GIVEN PROBLEM 1:
In the forum thread on marking firewood lengths, what does trailrated mark the 16-inch lengths with after stringing a tape measure?

EXTRACT PROVIDED:

I also paint my measuring stick orange and have had it for several years now.  I put it up against the log and note where the end is, keep my eye on it, and keep the stick in my left hand as I cut.


----------



## Sawer (Feb 11, 2016)

TreePointer said:


> Lots of options:
> 
> Mingo Marker
> Quick Stix
> ...


Another option with good reviews is the Woodcutters Helper:


----------



## heavy hammer (Feb 11, 2016)

You could just lay a tape out on the ground, and the eye it up to the log I have done that before.  If there are two of you there cutting one guy gets the tape the other the saw.  Make a small cut by the length you want in all the wood you need processed.  When it is all marked/ cut both of you grab a saw and go to town.  Takes a little to get all marked out, but once done all wood is good and both can go at it.


----------



## Deano31 (Feb 11, 2016)

Mingo marker


----------



## Easy Livin’ 3000 (Feb 11, 2016)

Sidewalk chalk and a free HF tape measure.  Been meaning cut and paint florescent a reference stick for years.  I really hate when a piece is just a little to long to go in north-south.


----------



## trailrated (Feb 11, 2016)

Ashful said:


> Another member (smokinj? Big Redd?) used to string a tape measure, and mark off the log with chalk, before they'd start bucking.



This is what I do. String a tape measure and measure 16'' with a lumber crayon. Couldn't be anymore simpler and takes about a minute or less per log.


----------



## jetsam (Feb 11, 2016)

trailrated said:


> This is what I do. String a tape measure and measure 16'' with a lumber crayon. Couldn't be anymore simpler and takes about a minute or less per log.



I have an 18" chainsaw bar and a stove that likes 18" wood, so that works out for me.


----------



## Oldman47 (Feb 11, 2016)

If you want everything the same length just build a simple frame with a piece of plywood or even a wide 1x board on one side. Stack all of the wood in it to touch that side then use your pre-measured reference, whatever you like, to make a consistent cut. Maybe you just cut everything about an inch from one of the vertical frame members for instance. Depending on how many rounds you can fit inside it will give you that many all at once. It can even be used to trim off splits that are too long.

GIVEN PROBLEM 2:
Pull out every line of the records that includes the string "window".

(Boundary labeling records)

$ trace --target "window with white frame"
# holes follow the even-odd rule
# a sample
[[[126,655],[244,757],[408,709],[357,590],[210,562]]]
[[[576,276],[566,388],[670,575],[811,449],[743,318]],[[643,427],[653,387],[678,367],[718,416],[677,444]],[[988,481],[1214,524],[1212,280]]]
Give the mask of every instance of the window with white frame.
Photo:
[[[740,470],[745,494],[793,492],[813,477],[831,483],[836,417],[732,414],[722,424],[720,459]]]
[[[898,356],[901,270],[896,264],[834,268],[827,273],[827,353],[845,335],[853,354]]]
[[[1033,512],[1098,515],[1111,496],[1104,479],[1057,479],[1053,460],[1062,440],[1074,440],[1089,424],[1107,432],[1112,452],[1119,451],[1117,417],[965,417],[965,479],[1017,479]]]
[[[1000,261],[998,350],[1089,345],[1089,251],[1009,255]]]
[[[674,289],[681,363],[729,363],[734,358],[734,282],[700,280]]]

COMPLETE ANSWER 1:
A lumber crayon.

COMPLETE ANSWER 2:
$ trace --target "window with white frame"
Give the mask of every instance of the window with white frame.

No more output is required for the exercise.